Can’t people just be re-detained?
The opposition leader, Peter Dutton, claimed Labor “has taken a decision not to re-detain these serious criminals”. The shadow immigration minister, Dan Tehan, said Australians want them to be re-detained.
However, the home affairs minister, Clare O’Neil, said it is “untrue” that the government can do so, because the high court had ruled it did not have the power to do so.
Are people in Australia for good?
The high court ruled detention is unlawful where there is “no real prospect” of removal from Australia “becoming practicable in the reasonably foreseeable future”.
That means it would be legal to re-detain people where deportation becomes practical. Giles said the range of conditions will ensure authorities “remain aware of the noncitizen’s location, activities and associations” so that “they are available as soon as removal is practicable”.
Will the Coalition support it?
In the House of Representatives debate, the Coalition criticised the measures as “inadequate” and “too little too late”. It will seek to move amendments in the Senate.
The government expects bipartisan support for the bill, after the Coalition promised it would help with any lawful response to respond to the high court decision.
Is this the end of it?
Unlikely. In addition to the 92 people the home affairs department identified as needing to be released, the solicitor general suggested a further 340 may have to be released.
An evaluation of these cases will likely require the full reasons for the high court decision, which may not be delivered until 2024.
Giles said “these amendments are necessary as an immediate response” but that “further responses may be required once we have received the high court’s reasons”.

SET OF TASKS -
1. In the passage on the high court detention ruling, how many more people did the solicitor general suggest may have to be released?
2. Translate this sentence from the passage on the high court detention ruling into Spanish: "An evaluation of these cases will likely require the full reasons for the high court decision, which may not be delivered until 2024."

EXTRACTED MATERIAL -
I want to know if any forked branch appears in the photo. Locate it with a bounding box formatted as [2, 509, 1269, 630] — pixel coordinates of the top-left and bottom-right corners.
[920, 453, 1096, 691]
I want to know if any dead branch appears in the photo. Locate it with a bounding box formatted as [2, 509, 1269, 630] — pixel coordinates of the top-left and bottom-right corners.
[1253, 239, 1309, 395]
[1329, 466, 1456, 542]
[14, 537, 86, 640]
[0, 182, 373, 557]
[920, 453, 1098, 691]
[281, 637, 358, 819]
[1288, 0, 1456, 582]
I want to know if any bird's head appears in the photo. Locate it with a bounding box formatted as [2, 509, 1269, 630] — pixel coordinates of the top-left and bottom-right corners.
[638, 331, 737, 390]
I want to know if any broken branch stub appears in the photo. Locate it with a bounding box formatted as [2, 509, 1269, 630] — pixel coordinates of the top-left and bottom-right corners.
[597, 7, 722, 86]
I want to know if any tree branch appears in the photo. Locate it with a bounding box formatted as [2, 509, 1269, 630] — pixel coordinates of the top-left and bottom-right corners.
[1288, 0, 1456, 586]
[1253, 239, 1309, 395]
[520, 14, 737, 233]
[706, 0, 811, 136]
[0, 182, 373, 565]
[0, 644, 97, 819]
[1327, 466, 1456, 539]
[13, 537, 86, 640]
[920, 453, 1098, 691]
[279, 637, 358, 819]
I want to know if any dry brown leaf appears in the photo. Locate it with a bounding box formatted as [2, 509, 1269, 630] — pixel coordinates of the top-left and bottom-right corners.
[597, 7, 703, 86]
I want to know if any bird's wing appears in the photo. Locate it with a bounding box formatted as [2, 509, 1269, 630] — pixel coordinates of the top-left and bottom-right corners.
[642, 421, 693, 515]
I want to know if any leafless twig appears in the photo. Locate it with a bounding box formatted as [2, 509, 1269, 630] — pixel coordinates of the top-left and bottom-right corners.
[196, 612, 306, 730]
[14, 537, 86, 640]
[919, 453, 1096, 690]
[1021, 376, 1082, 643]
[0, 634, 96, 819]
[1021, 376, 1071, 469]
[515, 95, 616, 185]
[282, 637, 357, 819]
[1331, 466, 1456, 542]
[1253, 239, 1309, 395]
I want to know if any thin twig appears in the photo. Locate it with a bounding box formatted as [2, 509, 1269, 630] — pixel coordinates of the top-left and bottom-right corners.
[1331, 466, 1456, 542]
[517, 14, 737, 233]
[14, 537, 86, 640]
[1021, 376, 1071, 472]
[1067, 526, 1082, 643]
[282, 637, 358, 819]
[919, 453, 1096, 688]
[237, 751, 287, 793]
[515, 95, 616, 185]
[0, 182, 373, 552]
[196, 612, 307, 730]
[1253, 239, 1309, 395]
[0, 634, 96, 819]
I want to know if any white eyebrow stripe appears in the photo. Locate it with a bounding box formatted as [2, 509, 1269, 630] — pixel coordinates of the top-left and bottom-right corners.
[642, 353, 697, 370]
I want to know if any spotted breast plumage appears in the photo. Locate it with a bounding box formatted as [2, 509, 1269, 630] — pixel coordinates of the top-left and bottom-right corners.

RESULTS -
1. A further 340 people.

2. Una evaluación de estos casos probablemente requerirá los fundamentos completos de la decisión del tribunal superior, que podrían no darse a conocer hasta 2024.